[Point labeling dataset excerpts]
>> Start

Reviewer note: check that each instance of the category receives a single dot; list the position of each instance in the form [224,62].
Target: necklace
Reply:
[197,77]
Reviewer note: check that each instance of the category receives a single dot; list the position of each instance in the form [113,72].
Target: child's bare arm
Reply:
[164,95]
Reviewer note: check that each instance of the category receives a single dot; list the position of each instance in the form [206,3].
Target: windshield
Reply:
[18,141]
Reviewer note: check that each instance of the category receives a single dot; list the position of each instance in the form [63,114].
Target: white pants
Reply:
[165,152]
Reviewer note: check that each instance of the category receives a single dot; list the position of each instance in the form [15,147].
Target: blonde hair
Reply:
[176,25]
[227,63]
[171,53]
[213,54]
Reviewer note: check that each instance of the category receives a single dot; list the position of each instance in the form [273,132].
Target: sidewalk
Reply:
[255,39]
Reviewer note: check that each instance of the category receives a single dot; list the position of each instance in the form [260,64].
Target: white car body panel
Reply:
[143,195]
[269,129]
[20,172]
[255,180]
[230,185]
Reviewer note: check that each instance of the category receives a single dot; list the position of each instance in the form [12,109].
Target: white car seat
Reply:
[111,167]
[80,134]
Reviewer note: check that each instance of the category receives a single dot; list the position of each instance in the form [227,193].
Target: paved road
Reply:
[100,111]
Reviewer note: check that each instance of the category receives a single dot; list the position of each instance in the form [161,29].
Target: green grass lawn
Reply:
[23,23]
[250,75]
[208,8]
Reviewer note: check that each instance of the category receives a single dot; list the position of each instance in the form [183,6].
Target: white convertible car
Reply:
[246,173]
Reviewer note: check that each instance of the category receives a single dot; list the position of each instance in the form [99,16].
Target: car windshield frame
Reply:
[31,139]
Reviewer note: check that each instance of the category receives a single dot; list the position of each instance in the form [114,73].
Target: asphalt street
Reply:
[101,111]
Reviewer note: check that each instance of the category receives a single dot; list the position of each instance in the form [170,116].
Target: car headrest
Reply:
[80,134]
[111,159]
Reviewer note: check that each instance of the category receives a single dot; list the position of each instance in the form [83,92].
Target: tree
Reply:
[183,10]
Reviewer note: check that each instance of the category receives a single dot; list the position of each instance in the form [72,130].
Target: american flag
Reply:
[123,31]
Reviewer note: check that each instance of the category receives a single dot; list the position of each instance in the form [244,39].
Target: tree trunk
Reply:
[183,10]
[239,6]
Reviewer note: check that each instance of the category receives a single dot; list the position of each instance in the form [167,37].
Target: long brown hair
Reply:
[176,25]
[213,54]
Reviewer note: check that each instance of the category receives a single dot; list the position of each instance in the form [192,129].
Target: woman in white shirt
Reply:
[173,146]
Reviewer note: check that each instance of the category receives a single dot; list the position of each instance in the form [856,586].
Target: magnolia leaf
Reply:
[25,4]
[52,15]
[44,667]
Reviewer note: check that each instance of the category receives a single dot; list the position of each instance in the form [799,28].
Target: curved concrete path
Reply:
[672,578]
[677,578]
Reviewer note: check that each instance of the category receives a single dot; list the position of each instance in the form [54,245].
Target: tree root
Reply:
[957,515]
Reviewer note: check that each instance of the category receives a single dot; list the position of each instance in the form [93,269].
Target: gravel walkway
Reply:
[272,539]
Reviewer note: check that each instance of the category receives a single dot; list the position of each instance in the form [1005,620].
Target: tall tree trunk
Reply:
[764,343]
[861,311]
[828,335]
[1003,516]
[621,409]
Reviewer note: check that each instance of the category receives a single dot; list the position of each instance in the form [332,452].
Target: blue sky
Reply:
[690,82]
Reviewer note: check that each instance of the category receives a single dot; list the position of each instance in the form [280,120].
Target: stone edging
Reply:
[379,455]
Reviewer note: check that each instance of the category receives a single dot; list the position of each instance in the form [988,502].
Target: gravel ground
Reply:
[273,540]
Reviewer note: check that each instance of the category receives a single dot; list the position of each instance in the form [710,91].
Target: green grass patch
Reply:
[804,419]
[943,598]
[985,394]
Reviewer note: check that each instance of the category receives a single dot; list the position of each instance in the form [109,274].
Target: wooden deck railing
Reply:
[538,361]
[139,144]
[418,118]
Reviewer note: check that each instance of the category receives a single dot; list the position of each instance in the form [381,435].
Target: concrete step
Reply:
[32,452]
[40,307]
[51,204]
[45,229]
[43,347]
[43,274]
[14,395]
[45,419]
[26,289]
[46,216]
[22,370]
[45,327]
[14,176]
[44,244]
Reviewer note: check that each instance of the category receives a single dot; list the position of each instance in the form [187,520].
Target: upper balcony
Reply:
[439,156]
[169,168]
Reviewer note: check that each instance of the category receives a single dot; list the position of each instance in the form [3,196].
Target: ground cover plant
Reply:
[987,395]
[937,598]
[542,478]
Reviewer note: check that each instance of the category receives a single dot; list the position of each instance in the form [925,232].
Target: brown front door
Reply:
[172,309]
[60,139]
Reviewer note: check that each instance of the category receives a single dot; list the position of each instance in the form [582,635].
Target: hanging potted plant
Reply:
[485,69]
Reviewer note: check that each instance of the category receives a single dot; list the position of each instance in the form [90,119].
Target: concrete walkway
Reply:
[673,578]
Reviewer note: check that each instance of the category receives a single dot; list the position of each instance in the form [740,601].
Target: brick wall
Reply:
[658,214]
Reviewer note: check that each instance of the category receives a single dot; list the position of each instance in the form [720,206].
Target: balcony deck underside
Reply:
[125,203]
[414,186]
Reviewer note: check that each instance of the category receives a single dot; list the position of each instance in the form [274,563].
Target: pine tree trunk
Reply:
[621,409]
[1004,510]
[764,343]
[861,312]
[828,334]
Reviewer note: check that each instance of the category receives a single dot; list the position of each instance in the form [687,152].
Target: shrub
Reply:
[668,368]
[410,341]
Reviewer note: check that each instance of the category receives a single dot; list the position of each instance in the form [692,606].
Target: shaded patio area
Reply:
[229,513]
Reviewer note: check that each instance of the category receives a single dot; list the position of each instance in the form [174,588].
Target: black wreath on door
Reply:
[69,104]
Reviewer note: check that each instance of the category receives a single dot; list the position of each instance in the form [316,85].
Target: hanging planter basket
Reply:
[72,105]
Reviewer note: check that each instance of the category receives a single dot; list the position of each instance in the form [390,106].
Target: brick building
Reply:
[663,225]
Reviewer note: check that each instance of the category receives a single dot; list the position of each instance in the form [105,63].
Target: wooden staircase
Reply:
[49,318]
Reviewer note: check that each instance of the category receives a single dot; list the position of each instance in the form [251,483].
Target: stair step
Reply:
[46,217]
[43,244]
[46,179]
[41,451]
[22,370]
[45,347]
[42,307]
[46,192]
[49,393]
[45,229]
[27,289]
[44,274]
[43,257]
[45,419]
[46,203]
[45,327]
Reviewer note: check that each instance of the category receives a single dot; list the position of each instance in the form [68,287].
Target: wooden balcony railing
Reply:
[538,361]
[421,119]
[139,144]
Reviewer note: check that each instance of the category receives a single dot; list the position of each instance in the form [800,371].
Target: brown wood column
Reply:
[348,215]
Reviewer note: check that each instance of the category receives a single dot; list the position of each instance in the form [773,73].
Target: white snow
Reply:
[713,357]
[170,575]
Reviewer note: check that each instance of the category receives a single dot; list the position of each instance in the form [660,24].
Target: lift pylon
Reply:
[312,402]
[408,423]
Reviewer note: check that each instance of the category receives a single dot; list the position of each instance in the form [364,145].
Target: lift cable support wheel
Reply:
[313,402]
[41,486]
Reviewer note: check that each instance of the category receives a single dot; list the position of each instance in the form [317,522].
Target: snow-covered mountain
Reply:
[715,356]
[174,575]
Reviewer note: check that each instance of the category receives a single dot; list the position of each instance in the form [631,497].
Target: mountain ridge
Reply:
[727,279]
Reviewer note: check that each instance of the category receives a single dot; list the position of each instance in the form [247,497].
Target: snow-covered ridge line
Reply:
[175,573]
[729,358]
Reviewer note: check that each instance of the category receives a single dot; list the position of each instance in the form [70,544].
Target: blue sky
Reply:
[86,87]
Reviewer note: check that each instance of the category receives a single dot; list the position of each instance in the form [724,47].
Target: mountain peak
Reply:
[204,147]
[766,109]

>> End

TASK OBJECTIVE>
Give back, unchanged, every line from the one with "the form [773,73]." to the end of the entries above.

REPLY>
Reviewer note: check that each instance of the category receives a single dot; list the position of each instance in the form [773,73].
Target: white snow
Reply:
[713,357]
[170,575]
Reviewer note: check that each instance of the category receives a single dot; list the position of each instance in the form [660,24].
Target: lift pylon
Reply:
[312,402]
[408,423]
Reviewer note: check that each instance of the category receives a single dot; list the position of each instance in the form [364,145].
Target: lift cable support wheel
Reply:
[313,402]
[41,486]
Reviewer note: check that each instance of the category receives a single dot; list the position of each instance in the form [317,522].
Target: snow-covered mountain
Reply:
[715,356]
[174,575]
Reviewer note: check that each instance of the category receives a single dot; list the position of each instance in the form [631,497].
Target: mountain ridge
Reply:
[727,279]
Reviewer note: check that each instance of the category receives a single dot; list the position of each instance in the form [247,497].
Target: snow-covered ridge line
Reply:
[175,573]
[729,358]
Reviewer note: check that each instance of the category receives a single dot; list the position of each instance in the form [70,544].
Target: blue sky
Reply:
[86,87]
Reviewer note: check that each instance of the category receives a single dot; list the position of each instance in the form [724,47].
Target: mountain peak
Reply:
[204,147]
[766,109]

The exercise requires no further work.